__WHAT THE TASK REQUIRES__. Below are records to transcribe exactly, without their pictures.

[Dataset entries]

:::

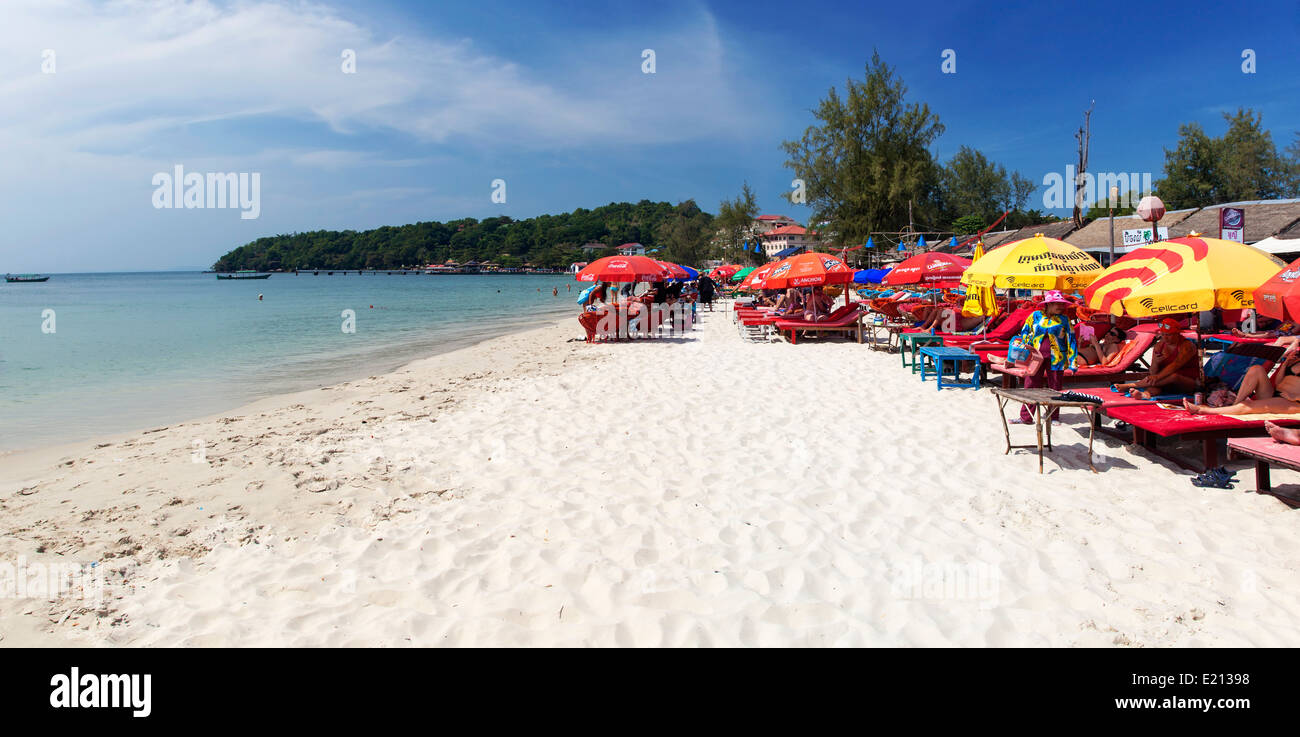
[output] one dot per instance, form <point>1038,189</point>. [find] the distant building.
<point>788,237</point>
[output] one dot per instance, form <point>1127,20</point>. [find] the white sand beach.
<point>697,491</point>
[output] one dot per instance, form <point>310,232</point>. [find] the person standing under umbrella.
<point>1048,334</point>
<point>706,290</point>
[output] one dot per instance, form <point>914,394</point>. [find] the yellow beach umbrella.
<point>979,300</point>
<point>1036,263</point>
<point>1183,274</point>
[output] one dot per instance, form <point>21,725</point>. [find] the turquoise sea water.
<point>130,351</point>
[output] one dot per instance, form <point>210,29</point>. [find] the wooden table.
<point>913,342</point>
<point>1265,451</point>
<point>1041,399</point>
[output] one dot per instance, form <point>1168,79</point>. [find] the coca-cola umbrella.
<point>931,269</point>
<point>623,269</point>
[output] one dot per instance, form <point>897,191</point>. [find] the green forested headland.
<point>550,241</point>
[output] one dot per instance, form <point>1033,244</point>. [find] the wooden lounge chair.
<point>1265,451</point>
<point>1117,372</point>
<point>846,319</point>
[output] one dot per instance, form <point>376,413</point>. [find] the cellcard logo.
<point>213,190</point>
<point>33,580</point>
<point>92,690</point>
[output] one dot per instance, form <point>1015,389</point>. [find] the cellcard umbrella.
<point>1279,297</point>
<point>741,273</point>
<point>1183,274</point>
<point>754,281</point>
<point>623,269</point>
<point>1036,263</point>
<point>979,299</point>
<point>931,269</point>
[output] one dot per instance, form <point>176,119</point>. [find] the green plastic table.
<point>913,342</point>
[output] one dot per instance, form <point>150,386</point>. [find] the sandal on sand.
<point>1207,481</point>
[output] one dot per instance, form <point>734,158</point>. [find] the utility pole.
<point>1110,213</point>
<point>1084,138</point>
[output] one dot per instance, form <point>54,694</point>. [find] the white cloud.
<point>128,72</point>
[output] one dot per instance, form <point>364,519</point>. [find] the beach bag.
<point>1229,368</point>
<point>1017,352</point>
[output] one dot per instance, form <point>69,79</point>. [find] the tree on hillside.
<point>685,234</point>
<point>1243,164</point>
<point>971,185</point>
<point>867,156</point>
<point>735,219</point>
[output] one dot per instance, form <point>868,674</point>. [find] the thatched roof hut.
<point>1096,234</point>
<point>1262,219</point>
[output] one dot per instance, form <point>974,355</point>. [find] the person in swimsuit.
<point>1097,352</point>
<point>1173,369</point>
<point>1260,395</point>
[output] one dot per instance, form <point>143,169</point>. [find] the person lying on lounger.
<point>940,313</point>
<point>1096,351</point>
<point>1173,368</point>
<point>1259,395</point>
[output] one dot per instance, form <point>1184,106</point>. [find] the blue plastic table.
<point>940,358</point>
<point>911,342</point>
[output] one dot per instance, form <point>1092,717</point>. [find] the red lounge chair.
<point>1142,342</point>
<point>1000,333</point>
<point>1265,452</point>
<point>1151,421</point>
<point>846,319</point>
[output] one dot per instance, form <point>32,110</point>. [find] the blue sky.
<point>551,98</point>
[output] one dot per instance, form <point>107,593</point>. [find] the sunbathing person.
<point>1259,395</point>
<point>940,313</point>
<point>1173,368</point>
<point>817,306</point>
<point>791,300</point>
<point>1290,436</point>
<point>1095,351</point>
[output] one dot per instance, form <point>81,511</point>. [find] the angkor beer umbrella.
<point>1182,274</point>
<point>1279,297</point>
<point>623,269</point>
<point>931,269</point>
<point>1036,263</point>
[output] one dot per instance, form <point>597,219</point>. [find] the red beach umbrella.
<point>755,278</point>
<point>674,269</point>
<point>623,269</point>
<point>807,269</point>
<point>1279,297</point>
<point>932,269</point>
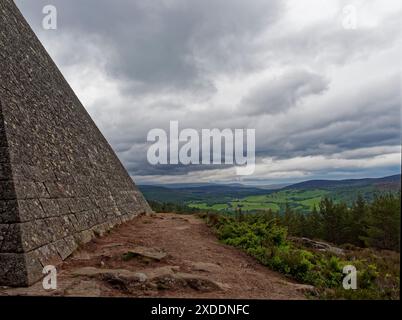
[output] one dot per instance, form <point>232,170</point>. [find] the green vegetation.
<point>375,225</point>
<point>301,197</point>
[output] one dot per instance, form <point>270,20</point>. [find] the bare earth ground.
<point>171,256</point>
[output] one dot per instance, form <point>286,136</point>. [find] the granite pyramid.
<point>60,181</point>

:::

__YOUR RESPONSE__.
[output] one dot per instance, form <point>1038,189</point>. [find] the distant building.
<point>788,237</point>
[output] one dot per instance, form <point>1127,20</point>. [find] the white sand beach.
<point>697,491</point>
[output] one dot per instance, form <point>310,232</point>. [find] the person standing under umbrella.
<point>1048,334</point>
<point>706,290</point>
[output] one dot per instance, form <point>914,394</point>. [find] the yellow beach umbrella.
<point>979,300</point>
<point>1036,263</point>
<point>1183,274</point>
[output] one dot per instance, form <point>21,725</point>. [find] the turquoise sea water.
<point>130,351</point>
[output] one dot per instance, form <point>210,29</point>. [find] the wooden table.
<point>913,342</point>
<point>1265,451</point>
<point>1041,399</point>
[output] one dot per instance, form <point>1168,79</point>. [find] the coca-cola umbrella.
<point>931,269</point>
<point>623,269</point>
[output] one dot per instance, form <point>897,191</point>. [find] the green forested headland.
<point>550,241</point>
[output] one dot per instance, form <point>1033,244</point>. [find] the wooden lounge chair.
<point>1265,451</point>
<point>1117,372</point>
<point>846,319</point>
[output] one dot per instance, form <point>376,413</point>. [find] the cellcard logo.
<point>213,190</point>
<point>33,580</point>
<point>92,690</point>
[output] one dot per instance, form <point>1015,389</point>. [find] the cellcard umbrella.
<point>1279,297</point>
<point>741,273</point>
<point>1183,274</point>
<point>754,281</point>
<point>623,269</point>
<point>1036,263</point>
<point>979,299</point>
<point>931,269</point>
[output] one dot per instance, form <point>176,119</point>. [find] the green plastic table.
<point>913,342</point>
[output] one dot per instance, form <point>150,386</point>. [find] the sandal on sand.
<point>1207,481</point>
[output] one dot per instance, form <point>734,158</point>. [find] the utility pole.
<point>1110,213</point>
<point>1084,138</point>
[output] one dot per instance, form <point>54,694</point>. [find] the white cloud.
<point>128,72</point>
[output] one dot per instance, form <point>364,519</point>. [find] the beach bag.
<point>1229,368</point>
<point>1017,352</point>
[output] one dot per instance, form <point>69,79</point>. [find] the tree on hillside.
<point>685,234</point>
<point>1243,164</point>
<point>971,185</point>
<point>867,156</point>
<point>735,219</point>
[output] one dot per instance, form <point>868,674</point>. [find] the thatched roof hut.
<point>1096,234</point>
<point>1262,219</point>
[output] one dot per instance, form <point>974,355</point>. [find] the person in swimsuit.
<point>1097,352</point>
<point>1173,369</point>
<point>1260,395</point>
[output] one dot per instance, form <point>143,169</point>. [find] the person lying on lounger.
<point>940,313</point>
<point>1096,351</point>
<point>1173,368</point>
<point>1259,395</point>
[output] one dot per instance, form <point>1184,106</point>. [find] the blue plastic table.
<point>940,358</point>
<point>911,342</point>
[output] one dot per instance, form <point>1092,717</point>. [find] the red lounge chair.
<point>1142,342</point>
<point>1000,333</point>
<point>1265,452</point>
<point>1151,421</point>
<point>846,319</point>
[output] one dot per instance, form <point>32,110</point>. [find] the blue sky.
<point>551,98</point>
[output] one dot per instance, form <point>107,593</point>. [find] the sunbathing person.
<point>1259,395</point>
<point>940,313</point>
<point>1173,368</point>
<point>817,306</point>
<point>791,300</point>
<point>1290,436</point>
<point>1095,351</point>
[output] one dot per instance, form <point>81,511</point>. [find] the angkor beer umbrella.
<point>1182,274</point>
<point>1279,297</point>
<point>623,269</point>
<point>931,269</point>
<point>1036,263</point>
[output] one dot per instance, form <point>597,219</point>. [find] the red beach umbrella.
<point>755,278</point>
<point>674,269</point>
<point>623,269</point>
<point>807,269</point>
<point>1279,297</point>
<point>932,269</point>
[output] one dot per instance, form <point>232,170</point>. [find] the green vegetation.
<point>375,225</point>
<point>301,197</point>
[output] one dot per instance, form <point>270,20</point>. [find] the bare earth ground.
<point>171,256</point>
[output] one dot per instance, form <point>286,136</point>. [find] the granite pyramid.
<point>60,181</point>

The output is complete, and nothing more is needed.